§ Material provided

┄┄┄┄┄┄

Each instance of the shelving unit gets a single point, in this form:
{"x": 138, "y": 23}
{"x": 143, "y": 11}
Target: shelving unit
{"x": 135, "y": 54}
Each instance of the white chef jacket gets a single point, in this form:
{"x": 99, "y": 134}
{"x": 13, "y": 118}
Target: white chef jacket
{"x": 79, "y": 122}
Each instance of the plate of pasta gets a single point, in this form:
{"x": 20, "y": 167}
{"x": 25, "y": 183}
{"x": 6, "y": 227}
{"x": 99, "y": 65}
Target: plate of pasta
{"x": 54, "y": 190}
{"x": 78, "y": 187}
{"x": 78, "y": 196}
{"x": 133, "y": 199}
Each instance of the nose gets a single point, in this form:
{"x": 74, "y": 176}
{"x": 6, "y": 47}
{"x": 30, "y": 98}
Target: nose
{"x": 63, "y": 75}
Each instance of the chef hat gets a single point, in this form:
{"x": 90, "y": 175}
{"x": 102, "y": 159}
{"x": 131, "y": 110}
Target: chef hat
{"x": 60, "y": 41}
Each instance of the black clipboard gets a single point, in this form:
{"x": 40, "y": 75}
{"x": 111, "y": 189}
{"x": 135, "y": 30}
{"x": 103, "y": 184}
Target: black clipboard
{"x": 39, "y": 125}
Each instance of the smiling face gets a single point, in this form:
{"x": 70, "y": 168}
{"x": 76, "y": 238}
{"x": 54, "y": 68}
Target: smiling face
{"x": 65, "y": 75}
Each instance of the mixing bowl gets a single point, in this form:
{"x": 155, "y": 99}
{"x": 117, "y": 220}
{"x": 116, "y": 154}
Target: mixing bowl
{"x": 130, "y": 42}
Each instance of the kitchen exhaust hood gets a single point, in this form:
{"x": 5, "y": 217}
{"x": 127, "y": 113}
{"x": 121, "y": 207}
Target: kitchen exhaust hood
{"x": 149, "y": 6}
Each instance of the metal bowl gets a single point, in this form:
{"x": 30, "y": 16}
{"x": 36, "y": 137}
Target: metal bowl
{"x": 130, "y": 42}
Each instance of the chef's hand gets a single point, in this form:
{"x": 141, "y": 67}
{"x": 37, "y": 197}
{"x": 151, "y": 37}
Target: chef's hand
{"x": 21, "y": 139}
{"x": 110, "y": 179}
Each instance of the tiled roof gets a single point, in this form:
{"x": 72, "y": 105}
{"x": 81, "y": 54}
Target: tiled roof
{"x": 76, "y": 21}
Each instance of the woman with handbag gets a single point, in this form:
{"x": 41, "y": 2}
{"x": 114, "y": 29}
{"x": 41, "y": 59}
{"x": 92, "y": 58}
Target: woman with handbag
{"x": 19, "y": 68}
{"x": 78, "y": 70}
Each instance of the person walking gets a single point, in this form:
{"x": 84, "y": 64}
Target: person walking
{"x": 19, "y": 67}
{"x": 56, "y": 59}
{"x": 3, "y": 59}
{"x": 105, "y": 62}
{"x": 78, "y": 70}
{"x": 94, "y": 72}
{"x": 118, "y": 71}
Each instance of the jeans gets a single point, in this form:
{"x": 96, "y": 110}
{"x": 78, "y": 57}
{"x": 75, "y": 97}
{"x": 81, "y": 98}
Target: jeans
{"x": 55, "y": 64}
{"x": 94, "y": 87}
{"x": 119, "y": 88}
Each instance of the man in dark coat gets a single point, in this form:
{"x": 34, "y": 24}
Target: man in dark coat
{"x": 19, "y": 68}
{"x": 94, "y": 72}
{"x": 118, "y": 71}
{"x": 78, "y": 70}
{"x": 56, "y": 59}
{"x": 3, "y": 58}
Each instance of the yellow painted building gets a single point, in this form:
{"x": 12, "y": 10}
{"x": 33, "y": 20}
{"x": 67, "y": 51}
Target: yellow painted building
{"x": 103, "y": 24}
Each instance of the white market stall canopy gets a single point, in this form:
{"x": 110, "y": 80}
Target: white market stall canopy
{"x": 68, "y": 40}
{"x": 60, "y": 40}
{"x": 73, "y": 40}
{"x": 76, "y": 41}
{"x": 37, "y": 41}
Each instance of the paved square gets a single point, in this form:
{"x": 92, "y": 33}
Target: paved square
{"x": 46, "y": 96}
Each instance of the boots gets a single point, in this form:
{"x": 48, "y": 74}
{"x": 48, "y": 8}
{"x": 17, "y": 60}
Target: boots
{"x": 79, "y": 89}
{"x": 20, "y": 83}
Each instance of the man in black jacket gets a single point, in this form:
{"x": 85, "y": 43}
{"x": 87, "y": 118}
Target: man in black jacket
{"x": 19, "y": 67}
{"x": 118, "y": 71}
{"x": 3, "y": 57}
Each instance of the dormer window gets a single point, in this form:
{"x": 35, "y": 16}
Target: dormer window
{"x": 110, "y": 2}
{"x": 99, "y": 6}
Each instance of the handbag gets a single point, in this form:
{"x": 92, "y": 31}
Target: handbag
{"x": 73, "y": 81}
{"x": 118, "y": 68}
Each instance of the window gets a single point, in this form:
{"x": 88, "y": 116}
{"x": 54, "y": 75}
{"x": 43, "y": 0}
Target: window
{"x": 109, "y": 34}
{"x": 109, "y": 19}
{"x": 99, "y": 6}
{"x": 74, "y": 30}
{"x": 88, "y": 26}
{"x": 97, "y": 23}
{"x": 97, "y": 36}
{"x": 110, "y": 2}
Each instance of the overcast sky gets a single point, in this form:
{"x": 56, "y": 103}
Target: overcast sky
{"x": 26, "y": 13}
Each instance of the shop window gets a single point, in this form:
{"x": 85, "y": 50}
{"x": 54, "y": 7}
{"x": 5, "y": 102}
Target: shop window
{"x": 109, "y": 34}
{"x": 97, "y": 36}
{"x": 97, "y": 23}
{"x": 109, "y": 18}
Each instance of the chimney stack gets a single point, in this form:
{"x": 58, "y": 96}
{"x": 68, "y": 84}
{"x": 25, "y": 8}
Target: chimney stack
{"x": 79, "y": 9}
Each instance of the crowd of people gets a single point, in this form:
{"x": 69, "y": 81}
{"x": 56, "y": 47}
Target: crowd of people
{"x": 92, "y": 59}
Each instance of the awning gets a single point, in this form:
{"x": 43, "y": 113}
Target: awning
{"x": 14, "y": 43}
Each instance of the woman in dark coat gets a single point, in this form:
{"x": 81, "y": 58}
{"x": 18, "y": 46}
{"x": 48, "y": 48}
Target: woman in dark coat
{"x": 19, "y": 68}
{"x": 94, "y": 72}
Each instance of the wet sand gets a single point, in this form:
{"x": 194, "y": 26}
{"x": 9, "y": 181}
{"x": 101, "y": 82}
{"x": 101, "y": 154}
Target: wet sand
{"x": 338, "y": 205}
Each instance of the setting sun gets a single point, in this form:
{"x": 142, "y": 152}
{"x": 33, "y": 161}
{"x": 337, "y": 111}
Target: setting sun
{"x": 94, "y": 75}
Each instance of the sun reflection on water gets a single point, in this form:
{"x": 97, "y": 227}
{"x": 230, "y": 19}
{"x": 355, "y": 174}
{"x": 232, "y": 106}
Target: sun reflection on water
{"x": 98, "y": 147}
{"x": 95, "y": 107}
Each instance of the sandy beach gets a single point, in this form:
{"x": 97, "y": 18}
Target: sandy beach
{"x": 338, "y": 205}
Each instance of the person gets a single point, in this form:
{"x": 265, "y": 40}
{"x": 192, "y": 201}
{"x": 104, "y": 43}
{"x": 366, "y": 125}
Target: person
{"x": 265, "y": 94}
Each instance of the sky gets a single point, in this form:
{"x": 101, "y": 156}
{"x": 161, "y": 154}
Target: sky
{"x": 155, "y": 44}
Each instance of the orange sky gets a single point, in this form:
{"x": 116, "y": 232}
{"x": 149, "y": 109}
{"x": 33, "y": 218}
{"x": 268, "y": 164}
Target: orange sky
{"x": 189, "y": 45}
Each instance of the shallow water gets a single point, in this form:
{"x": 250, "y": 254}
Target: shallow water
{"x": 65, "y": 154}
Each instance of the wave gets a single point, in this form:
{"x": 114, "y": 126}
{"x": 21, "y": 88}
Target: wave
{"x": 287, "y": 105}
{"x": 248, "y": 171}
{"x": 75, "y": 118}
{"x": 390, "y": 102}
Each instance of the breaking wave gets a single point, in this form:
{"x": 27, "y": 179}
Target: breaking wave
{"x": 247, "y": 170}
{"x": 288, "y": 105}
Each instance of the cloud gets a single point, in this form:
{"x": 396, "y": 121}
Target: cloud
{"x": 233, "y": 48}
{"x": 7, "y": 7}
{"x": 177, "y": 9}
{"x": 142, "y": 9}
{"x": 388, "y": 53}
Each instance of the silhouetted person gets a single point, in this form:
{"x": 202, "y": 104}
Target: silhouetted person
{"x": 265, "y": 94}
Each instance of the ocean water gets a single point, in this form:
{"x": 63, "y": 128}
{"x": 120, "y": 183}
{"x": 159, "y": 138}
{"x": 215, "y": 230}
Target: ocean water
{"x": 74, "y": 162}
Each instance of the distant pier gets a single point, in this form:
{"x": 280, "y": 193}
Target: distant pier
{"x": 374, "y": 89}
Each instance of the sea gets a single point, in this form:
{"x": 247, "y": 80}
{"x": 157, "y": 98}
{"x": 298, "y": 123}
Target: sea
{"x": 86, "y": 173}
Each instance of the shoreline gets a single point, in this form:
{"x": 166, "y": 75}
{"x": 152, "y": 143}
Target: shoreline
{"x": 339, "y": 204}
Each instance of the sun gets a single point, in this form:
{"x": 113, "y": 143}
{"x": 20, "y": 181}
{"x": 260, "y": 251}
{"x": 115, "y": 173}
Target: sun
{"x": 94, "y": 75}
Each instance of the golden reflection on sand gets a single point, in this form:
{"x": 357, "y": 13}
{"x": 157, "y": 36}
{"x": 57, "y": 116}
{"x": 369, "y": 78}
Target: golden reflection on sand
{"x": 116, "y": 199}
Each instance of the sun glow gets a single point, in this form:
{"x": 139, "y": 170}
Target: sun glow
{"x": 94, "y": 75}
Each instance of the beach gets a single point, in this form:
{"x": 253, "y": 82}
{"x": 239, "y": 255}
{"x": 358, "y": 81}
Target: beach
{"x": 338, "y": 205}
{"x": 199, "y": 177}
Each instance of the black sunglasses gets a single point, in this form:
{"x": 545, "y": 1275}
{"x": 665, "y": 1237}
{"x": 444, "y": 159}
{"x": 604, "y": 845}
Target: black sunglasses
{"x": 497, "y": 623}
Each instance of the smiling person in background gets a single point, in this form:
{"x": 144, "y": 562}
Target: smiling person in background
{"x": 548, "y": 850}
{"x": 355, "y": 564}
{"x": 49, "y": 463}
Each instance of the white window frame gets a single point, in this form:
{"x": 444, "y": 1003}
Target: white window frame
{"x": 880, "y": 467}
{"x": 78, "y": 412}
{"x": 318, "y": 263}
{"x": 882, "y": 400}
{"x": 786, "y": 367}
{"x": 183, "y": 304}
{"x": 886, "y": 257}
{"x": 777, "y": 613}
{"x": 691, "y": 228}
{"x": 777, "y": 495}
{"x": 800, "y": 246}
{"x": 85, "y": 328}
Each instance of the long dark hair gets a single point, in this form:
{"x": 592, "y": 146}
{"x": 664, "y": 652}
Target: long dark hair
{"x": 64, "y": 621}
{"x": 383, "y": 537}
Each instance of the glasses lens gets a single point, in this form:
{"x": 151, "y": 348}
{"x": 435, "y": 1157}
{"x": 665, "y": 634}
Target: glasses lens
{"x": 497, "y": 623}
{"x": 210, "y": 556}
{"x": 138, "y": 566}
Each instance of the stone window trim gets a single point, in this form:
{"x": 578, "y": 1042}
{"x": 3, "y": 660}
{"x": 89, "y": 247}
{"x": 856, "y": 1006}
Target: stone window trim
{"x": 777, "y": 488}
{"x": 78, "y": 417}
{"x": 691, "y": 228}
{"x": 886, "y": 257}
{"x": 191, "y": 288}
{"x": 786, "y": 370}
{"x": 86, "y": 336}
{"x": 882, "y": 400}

┄┄┄┄┄┄

§ Problem statement
Set down nothing but the lines from the one with "Each instance of the long" through the end of the records, keeping each line exactly as written and including both ends.

§ Output for this task
Each instance of the long dark hair gets a single point, in this form:
{"x": 592, "y": 146}
{"x": 664, "y": 652}
Target: long dark hair
{"x": 64, "y": 621}
{"x": 383, "y": 537}
Each instance of the glasses lens gets a single point, in this form:
{"x": 151, "y": 348}
{"x": 435, "y": 1157}
{"x": 665, "y": 634}
Target: glasses lens
{"x": 497, "y": 623}
{"x": 210, "y": 556}
{"x": 138, "y": 566}
Each instance of the stone window trim gets a single point, in this form:
{"x": 578, "y": 1042}
{"x": 3, "y": 660}
{"x": 89, "y": 247}
{"x": 856, "y": 1006}
Target: stone window trim
{"x": 777, "y": 488}
{"x": 78, "y": 417}
{"x": 691, "y": 228}
{"x": 886, "y": 257}
{"x": 191, "y": 288}
{"x": 786, "y": 370}
{"x": 86, "y": 336}
{"x": 882, "y": 400}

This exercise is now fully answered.